Consigne 1 = Convertissez en liste JSON de chaînes les entrées allant de la ligne contenant « Q: Point at the gravel » jusqu'à la fin des entrées, bornes comprises. Chaque ligne doit correspondre à une chaîne, sans les lignes vides.
Consigne 2 = Poursuivez l'article sur le rapport d'enquête relatif à l'assassinat de Rafic Hariri à partir de l'endroit où il s'arrête.

Document =
Le rapport d'incertitude

Comme à chaque rapport sur la mort de Rafic Hariri, la presse nous livre un condensé de certitudes. Le nouveau rapport Brammertz est déjà présenté sous l'angle de l'évidence dans la presse occidentale.

Associated Press:

NATIONS UNIES (AP) — De nouvelles analyses effectuées par la commission d'enquête de l'ONU sur l'assassinat de Rafic Hariri confirment la thèse selon laquelle l'ancien Premier ministre libanais a été tué lors d'un attentat-suicide au camion piégé, selon un rapport publié lundi.
Par ailleurs, dans ce nouveau rapport, les enquêteurs de l'ONU apportent des précisions sur le kamikaze: il s'agit probablement d'un jeune homme âgé entre 20 et 25 ans qui ne venait pas du Liban, selon des examens effectués par des médecins légistes.
Les enquêteurs ont en effet retrouvé sur les lieux de l'attentat 32 morceaux de restes humains appartenant selon toute vraisemblance au kamikaze. Parmi ces restes figure une dent dont la couronne porte une «marque distinctive» — non précisée — laissant penser que le kamikaze ne venait pas du Liban, selon le rapport.
Depuis un certain temps, les enquêteurs de l'ONU travaillaient sur l'hypothèse d'une bombe placée dans un minivan Mitsubishi et déclenchée par un kamikaze. Les nouvelles analyses corroborent cette hypothèse, en précisant que le kamikaze se trouvait soit à l'intérieur du van soit devant le véhicule et que la bombe était probablement composée de 1.800 kilos d'explosifs.
Les enquêteurs de l'ONU placés sous l'autorité du procureur belge Serge Brammertz notent également que la Syrie s'est montrée globalement coopérative avec eux, alors que Damas avait été accusé de faire obstruction à l'enquête.

Matériel de l'exercice =

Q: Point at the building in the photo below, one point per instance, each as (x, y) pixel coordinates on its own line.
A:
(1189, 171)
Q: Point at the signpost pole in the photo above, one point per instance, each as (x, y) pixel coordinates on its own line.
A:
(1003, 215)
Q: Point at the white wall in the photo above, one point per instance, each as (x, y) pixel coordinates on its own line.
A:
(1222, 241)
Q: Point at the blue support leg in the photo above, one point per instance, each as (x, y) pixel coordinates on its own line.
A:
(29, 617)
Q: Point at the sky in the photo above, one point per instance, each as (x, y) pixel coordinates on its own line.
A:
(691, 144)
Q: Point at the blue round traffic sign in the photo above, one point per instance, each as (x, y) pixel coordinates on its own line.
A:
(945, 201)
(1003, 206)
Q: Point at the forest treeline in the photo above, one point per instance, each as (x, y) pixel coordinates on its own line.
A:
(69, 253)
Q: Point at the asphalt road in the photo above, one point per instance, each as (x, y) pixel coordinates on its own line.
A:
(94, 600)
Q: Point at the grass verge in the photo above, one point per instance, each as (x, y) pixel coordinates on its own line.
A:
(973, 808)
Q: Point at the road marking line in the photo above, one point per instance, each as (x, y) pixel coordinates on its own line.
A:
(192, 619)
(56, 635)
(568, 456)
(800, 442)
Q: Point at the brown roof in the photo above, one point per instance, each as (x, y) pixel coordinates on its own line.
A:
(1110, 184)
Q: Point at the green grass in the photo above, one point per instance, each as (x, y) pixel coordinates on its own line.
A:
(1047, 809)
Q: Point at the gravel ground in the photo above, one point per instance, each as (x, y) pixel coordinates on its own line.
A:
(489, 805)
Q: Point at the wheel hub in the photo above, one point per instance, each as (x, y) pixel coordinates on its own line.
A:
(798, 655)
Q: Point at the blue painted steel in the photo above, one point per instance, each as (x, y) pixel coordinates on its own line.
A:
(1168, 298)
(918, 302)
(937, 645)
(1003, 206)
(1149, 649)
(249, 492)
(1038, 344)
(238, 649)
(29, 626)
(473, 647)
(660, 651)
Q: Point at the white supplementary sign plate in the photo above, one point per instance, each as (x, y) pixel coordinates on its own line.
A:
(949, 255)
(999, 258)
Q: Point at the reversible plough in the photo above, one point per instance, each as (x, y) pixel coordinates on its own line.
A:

Résultat 1 =
[
  "Q: Point at the gravel ground in the photo above, one point per instance, each as (x, y) pixel coordinates on its own line.",
  "A:",
  "(489, 805)",
  "Q: Point at the wheel hub in the photo above, one point per instance, each as (x, y) pixel coordinates on its own line.",
  "A:",
  "(798, 655)",
  "Q: Point at the blue painted steel in the photo above, one point per instance, each as (x, y) pixel coordinates on its own line.",
  "A:",
  "(1168, 298)",
  "(918, 302)",
  "(937, 645)",
  "(1003, 206)",
  "(1149, 649)",
  "(249, 492)",
  "(1038, 344)",
  "(238, 649)",
  "(29, 626)",
  "(473, 647)",
  "(660, 651)",
  "Q: Point at the white supplementary sign plate in the photo above, one point per instance, each as (x, y) pixel coordinates on its own line.",
  "A:",
  "(949, 255)",
  "(999, 258)",
  "Q: Point at the reversible plough in the photo above, one point per instance, each as (x, y) pixel coordinates on its own line.",
  "A:"
]

Résultat 2 =
Contrairement à son prédécesseur l'Allemand Detlev Mehlis, Serge Brammertz s'abstient de toute théorie ou spéculation sur les commanditaires ou les responsabilités. Ses rapports se révèlent être surtout des documents techniques, alors que ceux de M. Mehlis échafaudaient des hypothèses complexes sur l'implication présumée des services de renseignement syriens et libanais.
«Rapport purement technique» aiment déjà préciser nos médias, la thèse de l'attentat-suicide «confirmée»... Pourtant, la lecture des larges extraits du rapport, publiés aujourd'hui par L'Orient-Le Jour, sera certainement totalement différente dans le monde arabe. On trouve en effet la confirmation d'à peu près tous les soupçons qui circulent quant à la manipulation et l'«amateurisme» de l'enquête...

Dès le premier point, on est sidéré:
Un total de 56 éléments de restes humains ont été découverts en juin 2006, ainsi que quatre autres qui n’ont pu être analysés en raison de leur mauvais état.
Le rapport du 10 juin, en effet, n'en évoquait que 27. Il s'agit donc bien de restes découverts plus d'un an après l'attentat! Passer de 27 à 56 peut en effet se traduire: «l'enquête progresse».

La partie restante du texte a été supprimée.